Starting at the first line of the records below and ending after the line containing "point(653, 322)", reproduce those lines with the requests included, scaling every coordinate in the answers by 1.4 and rounding to whole numbers, halves up. Leave any numbers in the requests and their format samples unchanged, and give only these lines.

* * *

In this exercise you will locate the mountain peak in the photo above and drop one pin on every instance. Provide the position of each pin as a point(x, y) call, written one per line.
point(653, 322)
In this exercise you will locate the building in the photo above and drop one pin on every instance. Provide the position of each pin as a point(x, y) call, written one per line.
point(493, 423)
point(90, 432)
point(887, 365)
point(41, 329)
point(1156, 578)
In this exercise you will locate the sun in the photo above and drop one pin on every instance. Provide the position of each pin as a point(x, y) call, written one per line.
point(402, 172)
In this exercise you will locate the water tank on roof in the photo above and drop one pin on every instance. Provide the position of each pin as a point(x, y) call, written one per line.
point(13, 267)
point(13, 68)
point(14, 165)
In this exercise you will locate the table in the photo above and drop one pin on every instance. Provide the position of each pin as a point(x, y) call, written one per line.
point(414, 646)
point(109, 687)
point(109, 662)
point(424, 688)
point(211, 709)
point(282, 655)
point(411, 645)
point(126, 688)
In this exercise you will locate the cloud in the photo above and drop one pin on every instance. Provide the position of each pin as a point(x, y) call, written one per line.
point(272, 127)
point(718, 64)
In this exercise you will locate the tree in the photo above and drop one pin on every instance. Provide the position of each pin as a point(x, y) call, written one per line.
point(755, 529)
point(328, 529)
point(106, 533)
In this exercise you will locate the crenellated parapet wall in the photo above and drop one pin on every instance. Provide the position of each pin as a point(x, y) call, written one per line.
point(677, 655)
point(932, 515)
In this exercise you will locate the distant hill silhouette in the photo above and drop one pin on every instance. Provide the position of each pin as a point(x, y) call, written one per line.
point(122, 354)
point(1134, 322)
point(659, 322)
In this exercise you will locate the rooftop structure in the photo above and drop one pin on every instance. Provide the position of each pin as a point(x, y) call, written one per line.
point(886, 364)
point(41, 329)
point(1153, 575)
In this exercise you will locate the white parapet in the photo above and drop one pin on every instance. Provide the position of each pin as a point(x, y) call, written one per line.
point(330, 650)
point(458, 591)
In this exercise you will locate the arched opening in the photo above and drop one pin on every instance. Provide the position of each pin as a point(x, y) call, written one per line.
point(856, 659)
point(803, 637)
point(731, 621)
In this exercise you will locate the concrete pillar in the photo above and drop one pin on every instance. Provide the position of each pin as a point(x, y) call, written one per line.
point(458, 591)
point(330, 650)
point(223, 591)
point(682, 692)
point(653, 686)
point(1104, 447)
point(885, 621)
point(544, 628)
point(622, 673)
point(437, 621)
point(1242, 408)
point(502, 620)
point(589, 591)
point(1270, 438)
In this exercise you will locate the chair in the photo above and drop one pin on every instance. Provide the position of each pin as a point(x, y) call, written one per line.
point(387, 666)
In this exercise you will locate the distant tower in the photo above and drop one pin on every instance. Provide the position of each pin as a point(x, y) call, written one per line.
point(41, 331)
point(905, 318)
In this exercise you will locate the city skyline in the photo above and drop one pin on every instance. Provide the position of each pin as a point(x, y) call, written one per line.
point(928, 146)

* * *

Expected answer
In this exercise you will locate the mountain peak in the photo above and drop one pin on every instance. Provide the position of each pin as a point(x, y) call, written one per line.
point(914, 451)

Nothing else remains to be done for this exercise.